■ Task goal:
Give the rows below as a JSON list of strings, one string per line, leaving out any blank lines.

■ Input rows:
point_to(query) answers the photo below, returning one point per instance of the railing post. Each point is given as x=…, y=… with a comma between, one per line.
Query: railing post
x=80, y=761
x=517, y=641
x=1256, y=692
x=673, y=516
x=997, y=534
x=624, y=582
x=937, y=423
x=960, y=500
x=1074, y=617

■ Written solution:
[
  "point_to(query) answers the photo below, returning one point per instance of the railing post. Each point is given as x=…, y=… with a comma between, one per line.",
  "Query: railing post",
  "x=80, y=761",
  "x=517, y=641",
  "x=1256, y=692",
  "x=673, y=516",
  "x=997, y=534",
  "x=624, y=582",
  "x=937, y=423",
  "x=960, y=500",
  "x=1074, y=617"
]